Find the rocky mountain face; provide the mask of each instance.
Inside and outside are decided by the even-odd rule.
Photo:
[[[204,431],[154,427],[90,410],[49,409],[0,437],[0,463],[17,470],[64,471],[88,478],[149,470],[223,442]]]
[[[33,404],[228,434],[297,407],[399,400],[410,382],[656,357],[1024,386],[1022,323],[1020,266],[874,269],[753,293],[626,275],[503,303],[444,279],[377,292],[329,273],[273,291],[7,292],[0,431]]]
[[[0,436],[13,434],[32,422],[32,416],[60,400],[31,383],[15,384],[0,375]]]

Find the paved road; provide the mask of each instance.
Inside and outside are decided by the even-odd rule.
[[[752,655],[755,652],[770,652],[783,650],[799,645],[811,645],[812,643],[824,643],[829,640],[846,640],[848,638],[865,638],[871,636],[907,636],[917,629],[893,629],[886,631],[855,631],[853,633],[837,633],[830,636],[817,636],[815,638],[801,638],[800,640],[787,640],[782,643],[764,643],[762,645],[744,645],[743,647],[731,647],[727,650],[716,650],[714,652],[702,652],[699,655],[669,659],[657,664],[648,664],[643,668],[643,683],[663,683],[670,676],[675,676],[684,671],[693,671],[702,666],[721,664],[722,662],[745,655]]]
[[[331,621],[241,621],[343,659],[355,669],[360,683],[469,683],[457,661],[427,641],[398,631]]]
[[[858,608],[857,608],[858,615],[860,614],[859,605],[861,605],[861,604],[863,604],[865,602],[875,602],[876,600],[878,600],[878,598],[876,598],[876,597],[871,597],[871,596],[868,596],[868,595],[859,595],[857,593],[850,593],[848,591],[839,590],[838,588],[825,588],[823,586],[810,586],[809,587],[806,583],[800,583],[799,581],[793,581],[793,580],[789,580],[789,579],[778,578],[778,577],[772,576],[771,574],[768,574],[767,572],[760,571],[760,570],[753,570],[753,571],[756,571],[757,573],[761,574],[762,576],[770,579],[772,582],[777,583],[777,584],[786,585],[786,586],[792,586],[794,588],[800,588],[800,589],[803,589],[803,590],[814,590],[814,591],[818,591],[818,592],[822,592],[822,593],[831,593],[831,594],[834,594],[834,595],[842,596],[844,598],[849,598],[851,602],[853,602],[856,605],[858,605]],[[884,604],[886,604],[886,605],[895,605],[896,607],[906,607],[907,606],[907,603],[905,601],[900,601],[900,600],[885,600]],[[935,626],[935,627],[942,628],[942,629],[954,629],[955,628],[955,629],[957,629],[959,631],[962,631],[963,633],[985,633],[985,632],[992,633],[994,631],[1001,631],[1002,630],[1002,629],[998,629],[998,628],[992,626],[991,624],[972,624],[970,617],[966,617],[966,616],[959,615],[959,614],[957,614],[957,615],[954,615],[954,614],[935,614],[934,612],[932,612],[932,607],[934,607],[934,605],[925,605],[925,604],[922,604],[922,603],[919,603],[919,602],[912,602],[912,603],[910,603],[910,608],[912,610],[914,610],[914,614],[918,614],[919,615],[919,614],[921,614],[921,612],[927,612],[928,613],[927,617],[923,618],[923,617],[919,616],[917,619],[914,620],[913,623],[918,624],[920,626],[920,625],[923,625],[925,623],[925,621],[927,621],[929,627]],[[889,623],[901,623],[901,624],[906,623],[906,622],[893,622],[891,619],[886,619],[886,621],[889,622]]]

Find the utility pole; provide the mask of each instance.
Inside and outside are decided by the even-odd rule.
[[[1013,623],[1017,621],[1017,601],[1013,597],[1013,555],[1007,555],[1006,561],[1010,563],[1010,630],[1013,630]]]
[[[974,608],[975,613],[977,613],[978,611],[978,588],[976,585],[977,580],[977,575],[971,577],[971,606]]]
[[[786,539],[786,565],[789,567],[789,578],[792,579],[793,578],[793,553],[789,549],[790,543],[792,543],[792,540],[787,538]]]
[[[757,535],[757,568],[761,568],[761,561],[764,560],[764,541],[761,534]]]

EXERCISE BRIEF -
Please find all lines of the entries that hold the string "provide" and copy them.

SOLUTION TO THE EXERCISE -
Find the rocky mountain face; provide the mask of each instance.
Find the paved road; provide the mask of each instance.
Find the utility pole; provide the mask of each instance.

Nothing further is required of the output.